Material for the task →
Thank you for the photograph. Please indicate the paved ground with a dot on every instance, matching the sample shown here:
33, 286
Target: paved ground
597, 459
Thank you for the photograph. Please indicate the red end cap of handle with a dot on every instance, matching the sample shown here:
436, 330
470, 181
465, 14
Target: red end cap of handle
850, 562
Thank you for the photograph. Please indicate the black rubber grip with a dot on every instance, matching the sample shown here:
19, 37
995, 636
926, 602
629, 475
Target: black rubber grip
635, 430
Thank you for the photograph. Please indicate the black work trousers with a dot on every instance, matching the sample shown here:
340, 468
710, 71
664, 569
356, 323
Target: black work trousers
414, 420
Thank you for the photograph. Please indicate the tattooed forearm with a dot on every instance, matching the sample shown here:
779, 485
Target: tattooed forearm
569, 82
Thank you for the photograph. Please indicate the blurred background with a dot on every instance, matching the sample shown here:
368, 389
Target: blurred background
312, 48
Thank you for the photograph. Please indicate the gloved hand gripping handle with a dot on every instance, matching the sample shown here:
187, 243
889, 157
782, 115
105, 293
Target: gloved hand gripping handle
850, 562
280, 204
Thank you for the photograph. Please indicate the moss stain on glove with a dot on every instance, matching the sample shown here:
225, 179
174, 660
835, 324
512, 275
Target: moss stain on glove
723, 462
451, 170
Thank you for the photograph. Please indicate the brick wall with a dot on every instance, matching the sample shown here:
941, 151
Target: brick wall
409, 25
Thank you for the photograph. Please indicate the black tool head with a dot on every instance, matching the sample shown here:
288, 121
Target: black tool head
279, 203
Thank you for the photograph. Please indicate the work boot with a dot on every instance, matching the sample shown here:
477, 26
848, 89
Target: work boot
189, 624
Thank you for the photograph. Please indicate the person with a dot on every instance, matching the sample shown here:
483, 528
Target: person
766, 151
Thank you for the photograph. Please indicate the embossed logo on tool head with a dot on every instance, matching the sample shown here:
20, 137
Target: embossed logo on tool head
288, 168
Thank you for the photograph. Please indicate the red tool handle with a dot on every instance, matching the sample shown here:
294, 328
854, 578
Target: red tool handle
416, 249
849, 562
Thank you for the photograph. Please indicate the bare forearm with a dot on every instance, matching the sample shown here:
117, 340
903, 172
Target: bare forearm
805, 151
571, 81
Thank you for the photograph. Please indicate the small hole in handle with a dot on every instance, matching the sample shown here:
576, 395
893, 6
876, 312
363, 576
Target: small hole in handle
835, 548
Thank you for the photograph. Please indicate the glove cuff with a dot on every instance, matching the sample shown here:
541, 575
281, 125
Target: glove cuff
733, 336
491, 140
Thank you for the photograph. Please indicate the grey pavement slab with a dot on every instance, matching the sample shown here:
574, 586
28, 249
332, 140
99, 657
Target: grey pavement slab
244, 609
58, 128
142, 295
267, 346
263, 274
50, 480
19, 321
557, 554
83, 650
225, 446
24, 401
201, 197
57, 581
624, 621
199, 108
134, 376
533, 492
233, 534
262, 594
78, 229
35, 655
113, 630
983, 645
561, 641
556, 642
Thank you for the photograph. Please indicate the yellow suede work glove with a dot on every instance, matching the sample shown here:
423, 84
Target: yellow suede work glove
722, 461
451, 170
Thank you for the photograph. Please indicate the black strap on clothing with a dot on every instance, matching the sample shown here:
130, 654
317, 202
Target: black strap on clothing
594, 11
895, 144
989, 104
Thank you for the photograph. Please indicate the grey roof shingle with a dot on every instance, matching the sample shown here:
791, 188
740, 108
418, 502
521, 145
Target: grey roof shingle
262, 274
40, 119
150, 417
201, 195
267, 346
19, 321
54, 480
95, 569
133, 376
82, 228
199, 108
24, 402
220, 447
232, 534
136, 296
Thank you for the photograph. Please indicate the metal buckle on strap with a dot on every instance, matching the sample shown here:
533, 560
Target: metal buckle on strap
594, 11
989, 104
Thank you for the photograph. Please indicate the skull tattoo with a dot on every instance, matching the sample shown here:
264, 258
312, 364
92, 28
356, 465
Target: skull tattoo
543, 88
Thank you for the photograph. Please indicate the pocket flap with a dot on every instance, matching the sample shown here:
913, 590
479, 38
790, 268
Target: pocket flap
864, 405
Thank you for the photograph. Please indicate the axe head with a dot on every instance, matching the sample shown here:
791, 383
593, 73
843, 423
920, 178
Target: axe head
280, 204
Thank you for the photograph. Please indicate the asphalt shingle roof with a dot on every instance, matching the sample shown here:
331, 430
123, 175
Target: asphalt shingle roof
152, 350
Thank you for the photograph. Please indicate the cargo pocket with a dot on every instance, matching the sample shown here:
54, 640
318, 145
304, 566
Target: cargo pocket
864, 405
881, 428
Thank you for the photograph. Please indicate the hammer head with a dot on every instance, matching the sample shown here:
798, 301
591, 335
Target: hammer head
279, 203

Work instructions → Give again only the lines of the material above that run from the one with "Thank you for the photograph. Please indicate the skull" through the end, both included, exactly as they appear.

Full solution →
Thank you for the photograph. Please indicate the skull tattoo with a dot on every instance, matching the sample shown here:
264, 258
312, 364
92, 28
356, 465
Target: skull tattoo
543, 88
Thank you for the photograph. Please indicate the pocket flap with a dot on every instance, matching the sample shown here:
913, 590
479, 38
790, 268
Target: pocket flap
864, 405
Thank you for the photograph. Please indicate the axe head with a dot on every instance, matching the sample shown here:
791, 383
593, 73
843, 423
920, 178
Target: axe head
280, 204
Thank you for the photograph. Please indicate the asphalt shingle roof with a dot on every instance, matching the sample shown here:
331, 430
123, 175
Target: asphalt shingle roof
152, 350
Thank you for the photograph. Please indicate the cargo pocket with a dot on every instance, matching the sample shown here:
54, 640
318, 145
304, 566
Target: cargo pocket
864, 405
881, 428
Thank you for the photograph. Please indicate the hammer head with a dot on every instance, matching the sample shown here:
798, 301
591, 335
Target: hammer head
279, 203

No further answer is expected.